Written instruction 1: In the chocolate forum thread below, which brand of cooking chocolate does charlievb say they currently use?

Text provided:
# World Chocolate Masters Live from Paris France



## rosesen (Aug 10, 2010)

Live streaming video and video clips from World Chocolate Masters, from Paris France:

http://www.worldchocolatemasters.com/en/

I'm sweating just watching these videos!


----------



## nightscotsman (Sep 23, 2011)

Awesome - thanks for posting this!


----------



## charlievb (Sep 7, 2011)

hey guys, to avoid starting a new post. I was wondering if i could get some recommendations for some quality cooking chocolate.

I currently use Menier, which i think is pretty good, but im willing to spend a bit more, to get a more higher quality ingredient. The two obvious supermarket chocolates are Green and Black's and Lindt, however both of these seem to perform very poorly in reviews by master chocolatiers.

My research has proved somewhat fruitful, i have made a shortlist of those i can afford and which have gotten good reviews (of course any other suggestions would be greatly welcomed):

*Sainsburys Taste the Difference Organic Santo Domingo Fairtrade Dark Chocolate (£14/KG)*

[ http://www.mysupermarket.co.uk/sain...to_Domingo_Fairtrade_Dark_Chocolate_100g.html ] - Winner of a 2010 food quality award (http://www.qualityfoodawards.com/2010-winners)

*The Chocolate Society: 70% Cooking Chocolate (£17/KG exc delivery; £21/KG inc delivery)*

[ http://www.chocolate.co.uk/p-85-cooking-chocolate.aspx ] - Although this chocolate wasn't specifically mentioned, Paul a Young seemed to be very impressed with the chocolate from The Chocolate Society that he did try, awarding it 5-stars on both occassions in this Guardian chocolate tasting (http://www.guardian.co.uk/lifeandstyle/2009/sep/13/the-best-chocolate-bars). These seem to be very reasonably priced.

*Valrhona, Le Noir 61% Dark Couverture Chocolate (£24/KG exc delivery; £28/KG inc delivery)*

[ http://www.chocolatetradingco.com/buy/le-noir-61-dark-chocolate-couverture?k=valrhona ] - A cooks favourite, this particular bar seems to be the only 1KG Valhrona bar I can find, perhaps someone here can point me to a site selling a larger range.

Material:

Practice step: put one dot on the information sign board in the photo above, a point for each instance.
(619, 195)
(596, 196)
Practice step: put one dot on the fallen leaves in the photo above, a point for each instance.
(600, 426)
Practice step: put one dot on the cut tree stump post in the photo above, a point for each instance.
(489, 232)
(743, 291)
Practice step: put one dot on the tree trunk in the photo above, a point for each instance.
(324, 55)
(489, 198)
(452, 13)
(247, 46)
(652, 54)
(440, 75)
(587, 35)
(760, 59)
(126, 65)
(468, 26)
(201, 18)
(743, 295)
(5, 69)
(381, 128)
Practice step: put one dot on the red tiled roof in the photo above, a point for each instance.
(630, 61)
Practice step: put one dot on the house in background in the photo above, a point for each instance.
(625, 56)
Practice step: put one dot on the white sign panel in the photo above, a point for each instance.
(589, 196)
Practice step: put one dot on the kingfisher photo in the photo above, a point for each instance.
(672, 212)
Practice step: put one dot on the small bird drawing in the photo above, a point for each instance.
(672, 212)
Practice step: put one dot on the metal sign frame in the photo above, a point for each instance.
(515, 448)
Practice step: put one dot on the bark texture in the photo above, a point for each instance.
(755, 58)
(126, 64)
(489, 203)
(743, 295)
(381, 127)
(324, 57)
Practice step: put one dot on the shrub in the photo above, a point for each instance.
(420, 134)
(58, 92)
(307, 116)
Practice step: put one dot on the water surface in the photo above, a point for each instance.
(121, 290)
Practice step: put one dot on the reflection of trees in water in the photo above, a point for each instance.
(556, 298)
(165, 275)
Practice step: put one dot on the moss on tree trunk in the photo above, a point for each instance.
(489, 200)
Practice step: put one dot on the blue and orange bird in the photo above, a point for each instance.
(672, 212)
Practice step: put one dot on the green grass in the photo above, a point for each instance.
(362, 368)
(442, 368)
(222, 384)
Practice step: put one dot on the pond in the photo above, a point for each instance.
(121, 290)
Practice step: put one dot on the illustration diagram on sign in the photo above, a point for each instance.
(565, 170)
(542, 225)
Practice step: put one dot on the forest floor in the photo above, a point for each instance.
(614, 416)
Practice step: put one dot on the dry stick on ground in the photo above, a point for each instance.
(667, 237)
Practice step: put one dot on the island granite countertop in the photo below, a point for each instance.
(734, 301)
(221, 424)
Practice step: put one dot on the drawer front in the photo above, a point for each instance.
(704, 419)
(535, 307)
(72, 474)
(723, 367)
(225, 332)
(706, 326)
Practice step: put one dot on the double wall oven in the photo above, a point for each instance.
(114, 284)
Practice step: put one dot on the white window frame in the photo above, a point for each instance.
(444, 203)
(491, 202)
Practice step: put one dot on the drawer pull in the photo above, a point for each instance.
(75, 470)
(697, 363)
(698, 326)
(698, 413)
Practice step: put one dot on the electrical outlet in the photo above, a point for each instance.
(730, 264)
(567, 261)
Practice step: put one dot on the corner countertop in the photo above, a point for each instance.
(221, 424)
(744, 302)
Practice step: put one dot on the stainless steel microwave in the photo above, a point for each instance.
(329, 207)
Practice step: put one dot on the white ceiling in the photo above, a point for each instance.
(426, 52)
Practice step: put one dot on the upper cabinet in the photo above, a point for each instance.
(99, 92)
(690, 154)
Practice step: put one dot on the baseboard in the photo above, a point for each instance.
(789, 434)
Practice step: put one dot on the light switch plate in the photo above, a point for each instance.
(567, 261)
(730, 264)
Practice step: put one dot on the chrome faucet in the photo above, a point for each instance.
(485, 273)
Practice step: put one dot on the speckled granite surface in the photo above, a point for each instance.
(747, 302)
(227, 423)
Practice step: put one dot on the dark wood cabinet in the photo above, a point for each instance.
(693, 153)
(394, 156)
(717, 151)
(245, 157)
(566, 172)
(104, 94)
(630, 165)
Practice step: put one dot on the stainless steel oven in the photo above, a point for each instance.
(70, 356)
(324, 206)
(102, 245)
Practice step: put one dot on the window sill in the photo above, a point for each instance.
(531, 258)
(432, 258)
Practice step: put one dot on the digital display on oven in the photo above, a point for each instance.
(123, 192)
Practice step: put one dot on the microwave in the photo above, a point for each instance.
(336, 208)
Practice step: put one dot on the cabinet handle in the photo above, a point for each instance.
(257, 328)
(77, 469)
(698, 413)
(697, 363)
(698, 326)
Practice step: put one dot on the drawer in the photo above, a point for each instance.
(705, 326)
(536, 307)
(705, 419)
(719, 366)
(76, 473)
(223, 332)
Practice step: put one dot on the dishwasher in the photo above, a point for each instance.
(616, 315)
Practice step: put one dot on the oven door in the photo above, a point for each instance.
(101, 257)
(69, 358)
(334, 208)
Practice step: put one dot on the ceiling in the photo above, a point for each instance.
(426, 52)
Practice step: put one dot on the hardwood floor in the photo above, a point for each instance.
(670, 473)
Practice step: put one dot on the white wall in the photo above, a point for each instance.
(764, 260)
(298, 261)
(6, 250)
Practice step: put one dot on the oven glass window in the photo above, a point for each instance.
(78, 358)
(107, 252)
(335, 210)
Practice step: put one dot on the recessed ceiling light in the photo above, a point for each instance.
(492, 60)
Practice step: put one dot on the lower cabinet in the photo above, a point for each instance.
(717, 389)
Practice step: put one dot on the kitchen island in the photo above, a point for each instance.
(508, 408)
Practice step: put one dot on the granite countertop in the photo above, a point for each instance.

Written instruction 2: Identify every line of the listing above that contains the string "floor", treating uppercase and lowercase as different.

Complete output 1: Menier

Complete output 2:
Practice step: put one dot on the forest floor in the photo above, a point for each instance.
Practice step: put one dot on the hardwood floor in the photo above, a point for each instance.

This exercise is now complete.